◆ **Trecho de origem**
No começo dos anos 1960, o Brasil rompeu com a orientação iniciada desde o tempo de Rio Branco na condução do Itamaraty, orientada pela “aliança especial não escrita” com os Estados Unidos. Assim se deu a multilateralização das ações externas do Brasil no cenário internacional e o forte vínculo entre política externa e desenvolvimento, cristalizou-se. Fundamentada numa visão inovadora do mundo, a Política Externa Independente (PEI) foi fruto de um projeto político e de uma concepção intelectual. Acrescentou novos conceitos à atuação externa do Brasil, a fim de manter e ampliar sua autonomia. Naquele momento, o foco era a “autonomia pela distância”, marcada pela “fuga” do alinhamento às superpotências, tarefa nada fácil para um país situado numa área tida como esfera de hegemonia dos Estados Unidos. A inovação ganhou mais consistência no governo João Goulart (1961-64). Após o breve retrocesso na área externa, marcado pelo alinhamento automático da ditadura civil-militar com os Estados Unidos (1964-1967), a opção universalista se tornaria um traço característico da política externa brasileira desde então. De acordo com Velasco e Cruz (2001), com a PEI o Brasil “expressava a disposição de intervir, com dicção própria, no debate das grandes questões internacionais, de escapar aos alinhamentos rígidos próprios à lógica da Guerra Fria, de multiplicar vínculos diplomáticos e explorar áreas de convergência com países que partilhavam com o Brasil a condição de subdesenvolvidos. No contexto dessa política, a relação com os Estados Unidos continuava sendo decisiva. Mas agora a boa qualidade da mesma não aparecia mais como uma condição para a autonomia”[2] (p. 137).
Com o retorno dos governos civis após os anos de chumbo (1964-85), os fundamentos que orientaram a PEI se mantiveram em linhas gerais. Na gestão José Sarney, entre 1985 e 1988, predominou fortemente a concepção do projeto nacional, com o Estado em busca de retomar o crescimento econômico, traço de continuidade com o paradigma universalista. Porém, a partir de 1989 ocorreu uma guinada liberal. Mas as mudanças mais profundas na orientação externa viriam no governo Fernando Collor de Mello (1990-1992), quando se repôs, de modo subalterno, o eixo central nas relações com Washington, visando atrair apoio para suas reformas políticas e econômicas.
Sob a gestão do ex-Ministro das Relações Exteriores, Francisco Rezek, as diretrizes da opção universalista foram questionadas ao mesmo tempo em que o alinhamento com os Estado Unidos passou a orientar a política externa brasileira no começo dos anos 1990. Porém, toda a energia política empenhada pelo governo Collor nas relações com a Casa Branca não foi correspondida. A subserviência da política externa brasileira nesse período, embora tenha deixado parte do corpo diplomático indignada e envergonhada, encontrou apoio nas fileiras do Itamaraty.

◆ **Objetivos**
(1) Segundo o trecho sobre a política externa brasileira, em qual governo a inovação da Política Externa Independente ganhou mais consistência?
(2) Transcreva, do trecho sobre a política externa brasileira, a passagem que começa nas palavras "Com o retorno" e termina logo após as palavras "políticas e econômicas.".

◆ **Dados brutos**
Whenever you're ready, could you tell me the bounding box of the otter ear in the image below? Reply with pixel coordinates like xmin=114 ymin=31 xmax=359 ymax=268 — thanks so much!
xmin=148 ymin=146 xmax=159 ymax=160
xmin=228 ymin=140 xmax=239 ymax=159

◆ **Respostas finais**
(1) No governo João Goulart (1961-64).

(2)
Com o retorno dos governos civis após os anos de chumbo (1964-85), os fundamentos que orientaram a PEI se mantiveram em linhas gerais. Na gestão José Sarney, entre 1985 e 1988, predominou fortemente a concepção do projeto nacional, com o Estado em busca de retomar o crescimento econômico, traço de continuidade com o paradigma universalista. Porém, a partir de 1989 ocorreu uma guinada liberal. Mas as mudanças mais profundas na orientação externa viriam no governo Fernando Collor de Mello (1990-1992), quando se repôs, de modo subalterno, o eixo central nas relações com Washington, visando atrair apoio para suas reformas políticas e econômicas.